Swap every "wooden" for "timber" in the records from the line containing "vanity frame in the photo above." through the line containing "x=722, y=329", both included, and leave the rest unchanged. Give back only those lines.

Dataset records
▬▬▬▬▬▬▬▬▬▬

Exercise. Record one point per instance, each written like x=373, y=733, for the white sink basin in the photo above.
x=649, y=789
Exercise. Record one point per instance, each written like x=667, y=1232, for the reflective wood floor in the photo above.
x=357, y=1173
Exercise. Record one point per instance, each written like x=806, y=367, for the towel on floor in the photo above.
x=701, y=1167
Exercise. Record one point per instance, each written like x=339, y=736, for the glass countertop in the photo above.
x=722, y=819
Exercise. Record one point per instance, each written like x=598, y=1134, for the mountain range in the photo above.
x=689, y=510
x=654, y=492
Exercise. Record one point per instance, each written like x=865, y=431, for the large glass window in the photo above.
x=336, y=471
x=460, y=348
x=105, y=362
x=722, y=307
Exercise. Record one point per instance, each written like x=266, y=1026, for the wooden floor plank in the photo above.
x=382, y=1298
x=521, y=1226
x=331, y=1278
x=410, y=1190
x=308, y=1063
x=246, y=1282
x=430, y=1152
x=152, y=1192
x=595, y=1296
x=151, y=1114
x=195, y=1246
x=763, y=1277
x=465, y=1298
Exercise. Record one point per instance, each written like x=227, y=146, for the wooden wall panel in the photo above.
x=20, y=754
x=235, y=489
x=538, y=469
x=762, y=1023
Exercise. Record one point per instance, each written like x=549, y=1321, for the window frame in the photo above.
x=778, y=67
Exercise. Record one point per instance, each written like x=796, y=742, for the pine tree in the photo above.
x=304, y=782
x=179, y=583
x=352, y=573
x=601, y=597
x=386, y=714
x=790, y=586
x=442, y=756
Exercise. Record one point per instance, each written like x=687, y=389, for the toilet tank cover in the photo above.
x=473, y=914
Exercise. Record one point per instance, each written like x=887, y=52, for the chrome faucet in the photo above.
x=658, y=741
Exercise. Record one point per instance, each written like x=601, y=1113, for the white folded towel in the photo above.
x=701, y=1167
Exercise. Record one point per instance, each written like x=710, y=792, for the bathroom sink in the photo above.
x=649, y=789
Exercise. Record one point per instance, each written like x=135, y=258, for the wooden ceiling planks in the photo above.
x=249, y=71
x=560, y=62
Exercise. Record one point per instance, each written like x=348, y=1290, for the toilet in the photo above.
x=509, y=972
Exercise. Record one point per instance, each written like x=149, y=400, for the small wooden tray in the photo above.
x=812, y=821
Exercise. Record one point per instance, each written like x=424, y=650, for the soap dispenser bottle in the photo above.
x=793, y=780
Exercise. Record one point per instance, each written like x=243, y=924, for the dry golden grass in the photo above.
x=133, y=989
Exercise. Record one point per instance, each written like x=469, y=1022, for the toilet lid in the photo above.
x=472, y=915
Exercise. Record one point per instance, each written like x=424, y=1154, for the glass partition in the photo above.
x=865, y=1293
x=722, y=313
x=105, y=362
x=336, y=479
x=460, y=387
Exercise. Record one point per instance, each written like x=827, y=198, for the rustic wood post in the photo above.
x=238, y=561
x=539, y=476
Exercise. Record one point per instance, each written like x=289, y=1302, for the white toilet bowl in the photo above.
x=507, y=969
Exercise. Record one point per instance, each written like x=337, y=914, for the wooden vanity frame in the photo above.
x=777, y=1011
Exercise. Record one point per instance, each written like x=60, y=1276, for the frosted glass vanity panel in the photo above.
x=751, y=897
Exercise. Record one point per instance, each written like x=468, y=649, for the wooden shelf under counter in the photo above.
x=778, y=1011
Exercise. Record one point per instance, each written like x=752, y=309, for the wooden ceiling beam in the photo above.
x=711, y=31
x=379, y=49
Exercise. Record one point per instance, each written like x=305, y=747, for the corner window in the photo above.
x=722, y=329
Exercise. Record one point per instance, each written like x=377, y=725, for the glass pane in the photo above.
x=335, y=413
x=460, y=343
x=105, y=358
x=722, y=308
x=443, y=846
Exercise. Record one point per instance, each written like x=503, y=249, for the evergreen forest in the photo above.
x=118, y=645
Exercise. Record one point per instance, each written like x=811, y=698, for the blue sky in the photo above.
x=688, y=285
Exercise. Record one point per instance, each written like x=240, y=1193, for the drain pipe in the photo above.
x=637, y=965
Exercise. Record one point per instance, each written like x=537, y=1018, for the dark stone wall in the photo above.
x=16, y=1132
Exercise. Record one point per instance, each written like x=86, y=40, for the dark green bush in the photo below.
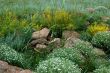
x=57, y=65
x=102, y=69
x=85, y=48
x=102, y=40
x=18, y=40
x=9, y=55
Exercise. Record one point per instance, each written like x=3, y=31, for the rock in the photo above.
x=56, y=42
x=41, y=46
x=99, y=52
x=69, y=43
x=6, y=68
x=67, y=34
x=26, y=71
x=39, y=41
x=41, y=34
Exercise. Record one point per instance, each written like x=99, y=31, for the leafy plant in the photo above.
x=68, y=53
x=102, y=69
x=57, y=65
x=102, y=40
x=85, y=36
x=95, y=27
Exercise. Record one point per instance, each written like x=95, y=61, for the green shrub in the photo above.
x=102, y=40
x=57, y=65
x=68, y=53
x=85, y=48
x=102, y=69
x=85, y=36
x=18, y=40
x=9, y=55
x=99, y=61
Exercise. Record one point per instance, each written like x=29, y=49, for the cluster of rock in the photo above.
x=41, y=39
x=6, y=68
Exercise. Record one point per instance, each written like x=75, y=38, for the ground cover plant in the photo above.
x=90, y=19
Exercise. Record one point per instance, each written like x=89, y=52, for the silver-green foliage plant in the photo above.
x=102, y=40
x=68, y=53
x=57, y=65
x=99, y=61
x=85, y=48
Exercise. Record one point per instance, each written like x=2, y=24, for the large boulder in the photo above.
x=99, y=52
x=41, y=34
x=6, y=68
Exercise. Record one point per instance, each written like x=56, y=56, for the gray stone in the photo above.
x=39, y=41
x=41, y=34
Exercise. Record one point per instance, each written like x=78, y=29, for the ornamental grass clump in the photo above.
x=57, y=65
x=102, y=40
x=68, y=53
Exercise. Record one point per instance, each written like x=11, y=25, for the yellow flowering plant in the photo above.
x=95, y=27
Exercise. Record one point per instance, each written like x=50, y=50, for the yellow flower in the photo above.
x=93, y=29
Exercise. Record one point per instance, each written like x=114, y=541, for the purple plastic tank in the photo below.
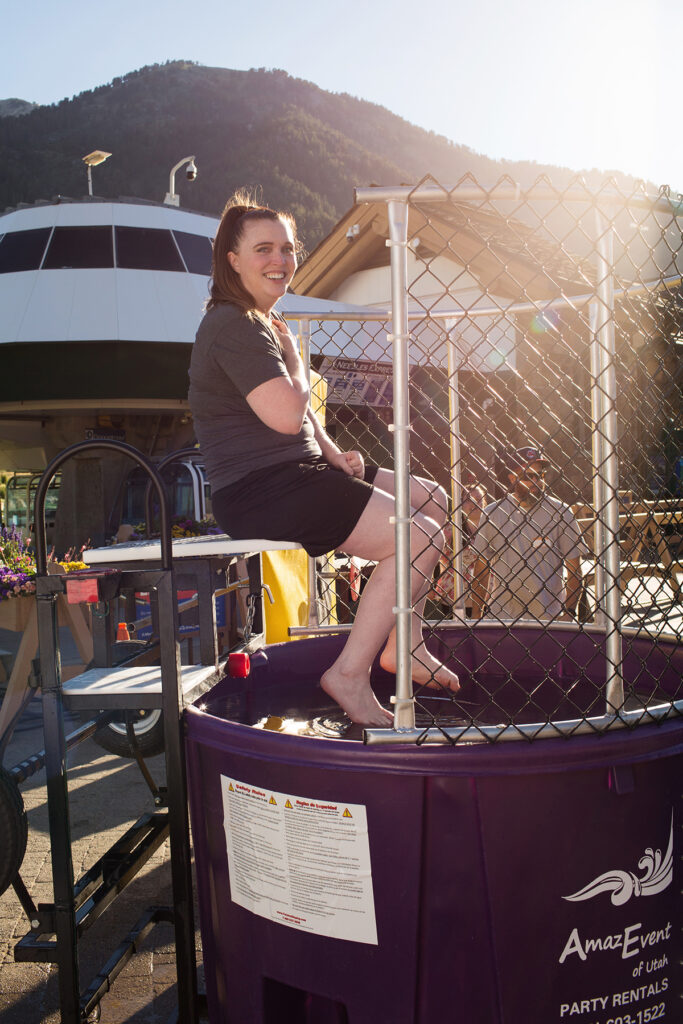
x=507, y=883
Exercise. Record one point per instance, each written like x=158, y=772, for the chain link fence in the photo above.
x=535, y=351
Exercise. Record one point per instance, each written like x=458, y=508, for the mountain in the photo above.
x=304, y=146
x=15, y=108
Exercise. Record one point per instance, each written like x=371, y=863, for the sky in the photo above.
x=580, y=83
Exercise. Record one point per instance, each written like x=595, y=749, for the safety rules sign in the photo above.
x=300, y=861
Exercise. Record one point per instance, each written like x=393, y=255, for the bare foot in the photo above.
x=355, y=697
x=427, y=671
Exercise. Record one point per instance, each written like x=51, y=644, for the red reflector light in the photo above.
x=82, y=590
x=239, y=665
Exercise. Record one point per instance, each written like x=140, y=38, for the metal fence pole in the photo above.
x=311, y=574
x=456, y=474
x=403, y=701
x=603, y=360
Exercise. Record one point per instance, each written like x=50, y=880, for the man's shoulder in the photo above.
x=555, y=505
x=501, y=505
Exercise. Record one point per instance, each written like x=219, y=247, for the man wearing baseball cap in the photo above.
x=529, y=547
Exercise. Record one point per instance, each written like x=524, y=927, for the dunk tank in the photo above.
x=510, y=853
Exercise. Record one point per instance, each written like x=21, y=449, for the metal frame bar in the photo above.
x=605, y=463
x=530, y=730
x=403, y=702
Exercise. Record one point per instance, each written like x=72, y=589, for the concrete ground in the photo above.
x=110, y=792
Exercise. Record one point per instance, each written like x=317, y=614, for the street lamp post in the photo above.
x=92, y=159
x=171, y=198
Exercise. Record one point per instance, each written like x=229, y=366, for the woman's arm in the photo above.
x=283, y=401
x=349, y=462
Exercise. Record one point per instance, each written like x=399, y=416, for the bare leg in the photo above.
x=348, y=679
x=430, y=499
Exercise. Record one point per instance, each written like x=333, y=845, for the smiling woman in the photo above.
x=275, y=473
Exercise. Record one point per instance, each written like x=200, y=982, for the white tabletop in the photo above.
x=183, y=547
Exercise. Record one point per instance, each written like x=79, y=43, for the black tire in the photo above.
x=148, y=727
x=13, y=829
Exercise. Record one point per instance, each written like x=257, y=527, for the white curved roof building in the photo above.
x=99, y=302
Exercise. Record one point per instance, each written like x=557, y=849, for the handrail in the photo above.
x=112, y=445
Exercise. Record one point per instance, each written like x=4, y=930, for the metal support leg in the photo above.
x=57, y=804
x=177, y=802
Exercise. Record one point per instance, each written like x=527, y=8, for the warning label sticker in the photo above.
x=300, y=861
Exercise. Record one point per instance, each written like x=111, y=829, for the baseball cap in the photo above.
x=513, y=460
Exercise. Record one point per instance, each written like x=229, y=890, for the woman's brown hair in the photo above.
x=225, y=283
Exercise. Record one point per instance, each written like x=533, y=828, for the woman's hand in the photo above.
x=350, y=463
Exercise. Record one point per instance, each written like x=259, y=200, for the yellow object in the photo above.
x=286, y=572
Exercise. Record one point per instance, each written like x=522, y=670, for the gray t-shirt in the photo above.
x=525, y=549
x=231, y=355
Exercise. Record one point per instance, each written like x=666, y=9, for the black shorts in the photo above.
x=308, y=502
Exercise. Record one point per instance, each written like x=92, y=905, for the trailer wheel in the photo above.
x=13, y=829
x=148, y=728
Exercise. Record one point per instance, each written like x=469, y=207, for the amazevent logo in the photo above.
x=657, y=875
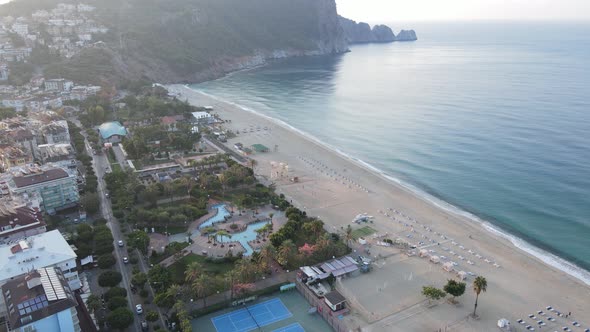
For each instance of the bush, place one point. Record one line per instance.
(109, 279)
(105, 261)
(120, 318)
(151, 316)
(117, 302)
(115, 292)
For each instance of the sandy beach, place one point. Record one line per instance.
(388, 298)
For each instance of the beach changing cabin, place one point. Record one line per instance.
(335, 300)
(448, 266)
(424, 253)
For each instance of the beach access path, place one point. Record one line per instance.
(522, 285)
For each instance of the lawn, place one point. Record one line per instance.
(215, 268)
(362, 232)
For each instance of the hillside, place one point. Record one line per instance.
(193, 40)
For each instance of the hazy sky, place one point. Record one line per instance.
(375, 11)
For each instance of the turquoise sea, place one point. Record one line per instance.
(489, 119)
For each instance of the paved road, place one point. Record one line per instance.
(102, 166)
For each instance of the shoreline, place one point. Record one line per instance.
(547, 257)
(519, 282)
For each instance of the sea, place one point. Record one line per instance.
(488, 119)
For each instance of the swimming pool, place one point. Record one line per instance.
(244, 237)
(222, 212)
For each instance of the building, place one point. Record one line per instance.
(56, 132)
(17, 220)
(41, 300)
(21, 29)
(12, 156)
(59, 84)
(4, 72)
(57, 189)
(55, 152)
(335, 300)
(203, 118)
(44, 250)
(112, 132)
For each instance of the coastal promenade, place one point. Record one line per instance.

▬▬▬▬▬▬▬▬▬▬

TASK SOLUTION
Exercise. Record one point per instance, each written like x=337, y=914, for the timber vanity frame in the photo above.
x=777, y=1011
Exercise. Record one point per instance, each written like x=60, y=1276, for the frosted glass vanity panel in the photo above.
x=751, y=897
Exercise. Record one point per instance, each written like x=468, y=649, for the timber shelf under counter in the photo above.
x=778, y=1011
Exercise. Record one point per instance, each written like x=752, y=309, for the timber ceiling beam in the photo above.
x=711, y=31
x=379, y=49
Exercise. Record one point per instance, each written like x=305, y=747, for the corner window in the photo above.
x=722, y=329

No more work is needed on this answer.